BRANO DI LETTURA:
+ + +
Fucile militare Harper Ferry Hall mod. 1819, cal. 52

Ma è fuori di dubbio che le armi prodotte dalla Winchester non furono le uniche ad essere considerate affidabili ed efficienti nei territori del lontano Ovest. Sappiamo che, al tempo della corsa all’oro alle Black Hills e della prima colonizzazione (a cavallo del 1850), Oliver Fisher Winchester era ancora un oscuro camiciaio e nelle regioni di frontiera i pionieri utilizzavano delle armi lunghe a colpo singolo, logicamente ad avancarica, prima a pietra focaia e poi trasformate a percussione, come i fucili di marca Kentucky, Hawken, Harper Ferry ed Hall.


Un fucile ad avancarica a tamburo con innesco a capsula

Successivamente, per la continua evoluzione tecnologica e meccanica incalzata dalle richieste che provenivano incessanti dal mercato, si fece uso di modelli più potenti e funzionali prodotti dalle ditte Remington, Springfield, Sharps, Lidner, Gwin & Campbell e Ballard, sempre a colpo singolo, mentre la fabbrica Spencer proponeva modelli a ripetizione dotati di un serbatoio tubolare ricavato nel calcio, capace di sette cartucce, e la stessa Colt (sì, proprio la Colt) iniziava a realizzare delle carabine a tamburo, ancora ad avancarica, derivate dai meccanismi della rivoltella modello Paterson 1836 e da quella “side-hammer” modello 1855.


Carabina Colt ad avancarica del tamburo cal. 10

Nel 1860 nasce la rivoluzionaria carabina a leva Henry, che sfrutta un brevetto della “Volcanic Repeating Arms Co.”, di Horace Smith e Daniel B. Wesson (proprio quelli della futura S&W), che qualche anno prima aveva immesso sul mercato una inconsueta arma, prodotta sia in versione corta che lunga, nota appunto come “Volcanic”, di cui abbiamo già accennato parlando delle armi corte. Essa era il primo rudimentale esempio di arma con funzionamento a leva. In effetti, dopo ogni sparo, tramite il movimento del ponticello para-grilletto collegato ad un meccanismo interno, si ricaricava la camera di scoppio con una delle palle autopropellenti (portavano in sé anche polvere ed innesco) contenute in un serbatoio tubolare posto sotto la canna.


Una carabina Sharps mod. 1852

Questa concezione meccanica, adeguatamente rielaborata e perfezionata, sarà di base a tutte le armi a leva (Winchester, Marlin, Witney, Colt) che saranno di scena sui sentieri del West di lì a poco.
+ + +
RIGHE DI DATI:

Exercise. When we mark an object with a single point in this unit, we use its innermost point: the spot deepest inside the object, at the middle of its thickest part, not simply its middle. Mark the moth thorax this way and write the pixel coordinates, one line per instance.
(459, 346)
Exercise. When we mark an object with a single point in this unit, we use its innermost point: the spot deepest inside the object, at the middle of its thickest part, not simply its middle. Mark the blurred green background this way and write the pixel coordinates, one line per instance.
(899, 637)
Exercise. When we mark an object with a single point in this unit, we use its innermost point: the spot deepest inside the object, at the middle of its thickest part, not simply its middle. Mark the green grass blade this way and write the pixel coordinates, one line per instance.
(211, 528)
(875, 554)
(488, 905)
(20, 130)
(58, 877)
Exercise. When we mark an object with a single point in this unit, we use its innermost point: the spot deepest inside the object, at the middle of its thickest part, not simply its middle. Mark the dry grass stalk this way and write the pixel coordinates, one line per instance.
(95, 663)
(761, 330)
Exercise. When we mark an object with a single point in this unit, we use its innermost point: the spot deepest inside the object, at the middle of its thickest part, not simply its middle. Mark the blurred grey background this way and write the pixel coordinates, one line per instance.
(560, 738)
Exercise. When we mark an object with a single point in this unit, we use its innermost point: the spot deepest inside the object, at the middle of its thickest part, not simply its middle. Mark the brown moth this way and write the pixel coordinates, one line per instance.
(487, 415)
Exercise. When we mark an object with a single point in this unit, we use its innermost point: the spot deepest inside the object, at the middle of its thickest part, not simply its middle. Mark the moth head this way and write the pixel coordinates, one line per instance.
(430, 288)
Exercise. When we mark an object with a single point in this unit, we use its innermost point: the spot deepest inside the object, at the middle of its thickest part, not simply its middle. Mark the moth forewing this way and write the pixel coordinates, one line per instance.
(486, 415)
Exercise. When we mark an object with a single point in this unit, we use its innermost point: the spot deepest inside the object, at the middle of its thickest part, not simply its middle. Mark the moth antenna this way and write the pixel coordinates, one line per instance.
+ + +
ESERCIZIO:
Trascrivi senza modifiche, dal brano sulle armi lunghe del West, tutto il testo che va da "Ma è fuori di" giù fino a "Ferry ed Hall.".

RISPOSTA SCRITTA:
Ma è fuori di dubbio che le armi prodotte dalla Winchester non furono le uniche ad essere considerate affidabili ed efficienti nei territori del lontano Ovest. Sappiamo che, al tempo della corsa all’oro alle Black Hills e della prima colonizzazione (a cavallo del 1850), Oliver Fisher Winchester era ancora un oscuro camiciaio e nelle regioni di frontiera i pionieri utilizzavano delle armi lunghe a colpo singolo, logicamente ad avancarica, prima a pietra focaia e poi trasformate a percussione, come i fucili di marca Kentucky, Hawken, Harper Ferry ed Hall.